Stored data entries:
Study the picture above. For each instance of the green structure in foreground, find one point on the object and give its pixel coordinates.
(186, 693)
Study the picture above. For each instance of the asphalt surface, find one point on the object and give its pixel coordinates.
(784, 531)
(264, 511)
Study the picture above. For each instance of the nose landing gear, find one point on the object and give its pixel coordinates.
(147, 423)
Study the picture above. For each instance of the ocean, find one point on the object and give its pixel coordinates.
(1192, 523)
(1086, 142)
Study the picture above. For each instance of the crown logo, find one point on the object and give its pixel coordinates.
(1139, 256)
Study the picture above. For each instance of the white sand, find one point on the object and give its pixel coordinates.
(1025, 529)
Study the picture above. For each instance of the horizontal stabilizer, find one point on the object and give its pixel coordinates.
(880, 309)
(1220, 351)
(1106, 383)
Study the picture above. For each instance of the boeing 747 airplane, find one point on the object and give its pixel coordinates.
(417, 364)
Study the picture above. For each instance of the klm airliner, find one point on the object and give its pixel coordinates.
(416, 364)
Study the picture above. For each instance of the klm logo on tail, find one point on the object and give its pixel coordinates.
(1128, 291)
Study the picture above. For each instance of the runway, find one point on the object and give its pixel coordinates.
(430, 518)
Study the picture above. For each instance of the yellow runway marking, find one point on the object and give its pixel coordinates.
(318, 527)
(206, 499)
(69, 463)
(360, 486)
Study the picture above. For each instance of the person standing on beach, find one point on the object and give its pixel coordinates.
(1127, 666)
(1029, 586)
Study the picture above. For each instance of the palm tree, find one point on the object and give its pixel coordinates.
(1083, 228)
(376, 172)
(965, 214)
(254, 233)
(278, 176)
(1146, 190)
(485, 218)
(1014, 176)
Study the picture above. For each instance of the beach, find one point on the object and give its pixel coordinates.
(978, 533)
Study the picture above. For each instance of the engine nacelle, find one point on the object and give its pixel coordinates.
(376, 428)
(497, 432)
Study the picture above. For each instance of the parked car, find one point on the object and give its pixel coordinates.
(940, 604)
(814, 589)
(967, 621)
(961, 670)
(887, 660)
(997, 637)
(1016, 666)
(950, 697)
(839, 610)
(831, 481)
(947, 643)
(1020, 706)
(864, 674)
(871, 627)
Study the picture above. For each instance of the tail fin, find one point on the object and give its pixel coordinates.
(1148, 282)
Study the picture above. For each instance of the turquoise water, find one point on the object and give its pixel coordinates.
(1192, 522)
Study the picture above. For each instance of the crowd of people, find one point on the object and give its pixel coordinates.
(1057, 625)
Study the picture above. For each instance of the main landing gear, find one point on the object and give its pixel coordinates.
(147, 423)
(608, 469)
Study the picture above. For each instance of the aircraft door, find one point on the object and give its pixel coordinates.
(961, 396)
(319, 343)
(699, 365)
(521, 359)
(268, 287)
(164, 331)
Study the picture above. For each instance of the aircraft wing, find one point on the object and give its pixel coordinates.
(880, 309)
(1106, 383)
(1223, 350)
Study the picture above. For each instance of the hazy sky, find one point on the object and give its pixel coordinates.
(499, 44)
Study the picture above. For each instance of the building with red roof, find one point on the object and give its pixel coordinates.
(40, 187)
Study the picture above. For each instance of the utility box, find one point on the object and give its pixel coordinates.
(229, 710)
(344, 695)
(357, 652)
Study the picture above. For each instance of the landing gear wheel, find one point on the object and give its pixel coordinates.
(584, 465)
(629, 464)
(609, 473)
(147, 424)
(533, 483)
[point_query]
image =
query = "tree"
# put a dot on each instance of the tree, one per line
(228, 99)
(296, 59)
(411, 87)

:: YOUR ASSIGNMENT ::
For each record above, give it again without a single change.

:: RESPONSE BELOW ::
Study the picture above. For each instance of the green structure in foreground, find one point on the object and give its pixel coordinates.
(186, 693)
Study the picture above. For each instance of the asphalt surface, find one point on the object and give its pixel coordinates.
(784, 531)
(264, 511)
Study the picture above. For each instance of the nose landing gear, find one point on the object and give its pixel coordinates.
(147, 423)
Study the picture above. For each instance of the ocean, find one point on the object and give its pixel coordinates.
(1192, 523)
(1086, 142)
Study the picture above. For each instance of the crown logo, find one point on the object and give its pixel coordinates.
(1139, 256)
Study the picture above. For each instance of the white sand, find one point on the object and give its pixel coordinates.
(1025, 529)
Study the picture above. For each instance of the horizontal stabilizer, find one point on the object and give its pixel coordinates.
(880, 309)
(1220, 351)
(1106, 383)
Study the picture above. For each instance of the boeing 747 airplane, find one point on the object and give its pixel coordinates.
(417, 364)
Study the picture above. For each instance of the klm airliner, find one point on the object and give its pixel coordinates.
(416, 364)
Study the picture above. For each instance of the klm logo on tail, find one point on the object and give its pixel coordinates.
(1128, 291)
Study the picture above. For each instance of the runway, find one point on the object and give its pixel coordinates.
(430, 518)
Study the picture above. For each instance of the yellow runway marking, find one point on the object and give its pixel coordinates.
(318, 527)
(206, 499)
(69, 463)
(360, 486)
Study the picture above. For each instance of the person standing on beach, find one point on the object and give its pixel coordinates.
(1127, 666)
(1029, 586)
Study the picture above. For each instance of the palm tree, find one point on the object and give its pixel coordinates.
(1083, 228)
(376, 172)
(965, 214)
(254, 233)
(278, 176)
(1146, 190)
(485, 218)
(1014, 176)
Study the picture above. For each instance of the beach, find one point on the object and give its pixel coordinates.
(978, 533)
Study the picture above. For each instance of the engine nacelle, find one point on the object and give its pixel coordinates.
(376, 428)
(497, 432)
Study the picture above. For each instance of the parked car, find one point on the object and give its pixel coordinates.
(940, 604)
(814, 589)
(967, 621)
(961, 670)
(887, 660)
(997, 637)
(1016, 666)
(950, 697)
(839, 610)
(831, 481)
(947, 643)
(1020, 706)
(864, 674)
(871, 627)
Study the picture above. For each instance of the tail fin, find one point on the object and give its pixel coordinates.
(1148, 282)
Study the picture above. For each instance of the turquoise water, find one point on the object and give its pixel coordinates.
(1192, 522)
Study the picture above. For each instance of the crowd of people, find one point on the object and give its pixel coordinates.
(1057, 625)
Study the picture above. For each instance of the main landing gear, find one point on the object and give its pixel coordinates.
(147, 423)
(608, 469)
Study the picture above. For each instance of the aircraft door, find one point on the object and give its pixel coordinates.
(961, 396)
(319, 343)
(699, 365)
(521, 359)
(268, 287)
(164, 331)
Study the picture above. For each instance of the aircraft wing, find one point on the object and give its pixel coordinates.
(880, 309)
(1106, 383)
(1223, 350)
Study the picture above. For each instance of the hazy sky, find one point on the object and give its pixel coordinates.
(499, 44)
Study the picture above. For each instance of the building with red roof, find one point on the object and give its pixel coordinates.
(40, 187)
Study the picture above. For each instance of the utility box, find one point on the object and give its pixel coordinates.
(229, 710)
(344, 695)
(357, 652)
Study the picture above. For each instance of the landing gear wheel, find one point on the object and give its pixel coordinates.
(584, 465)
(629, 464)
(609, 473)
(147, 424)
(533, 483)
[point_query]
image =
query = "tree"
# put a dot on each instance of the tree, one per line
(228, 99)
(296, 59)
(411, 87)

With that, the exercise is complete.